> _Task to carry out_
Please reproduce the data in full, exactly as it stands.

> _Dataset records_
--

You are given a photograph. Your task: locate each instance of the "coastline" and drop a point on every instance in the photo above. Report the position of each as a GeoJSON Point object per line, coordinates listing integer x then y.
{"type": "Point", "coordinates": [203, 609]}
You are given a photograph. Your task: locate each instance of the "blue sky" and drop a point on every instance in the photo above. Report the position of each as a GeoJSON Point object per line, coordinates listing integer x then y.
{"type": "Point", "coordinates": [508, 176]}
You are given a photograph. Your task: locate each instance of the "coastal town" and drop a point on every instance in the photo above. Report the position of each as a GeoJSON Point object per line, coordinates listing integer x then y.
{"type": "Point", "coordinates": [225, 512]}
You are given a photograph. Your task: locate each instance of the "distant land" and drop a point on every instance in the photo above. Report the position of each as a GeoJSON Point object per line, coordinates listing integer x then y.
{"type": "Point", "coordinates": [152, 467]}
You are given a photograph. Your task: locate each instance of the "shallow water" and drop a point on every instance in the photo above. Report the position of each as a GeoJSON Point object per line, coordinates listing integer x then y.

--

> _Solution to the problem_
You are given a photograph. Your task: locate each instance of the "coastline" and drop a point on every instance in the photo above. Report the position of each as a GeoJSON Point object per line, coordinates listing integer x then y.
{"type": "Point", "coordinates": [203, 609]}
You are given a photograph. Your task: locate each instance of the "blue sky" and drop a point on every instance in the photo above. Report the position of each as a GeoJSON Point object per line, coordinates listing integer x then y.
{"type": "Point", "coordinates": [508, 176]}
You are given a photograph. Your task: locate each instance of the "coastal town" and drop a point on every instance in the photo above. Report the position of each as a GeoJSON Point object per line, coordinates listing integer x then y.
{"type": "Point", "coordinates": [225, 512]}
You are given a photograph. Your task: locate each instance of the "distant land" and drop a point on every instance in the photo above. Report the position of each as a GeoJSON Point object per line, coordinates listing integer x then y.
{"type": "Point", "coordinates": [152, 467]}
You are given a photograph. Your task: locate each instance of the "shallow water" and drop a point on every instance in the photo above. Report the position of each as a GeoJSON Point object per line, coordinates listing integer x then y.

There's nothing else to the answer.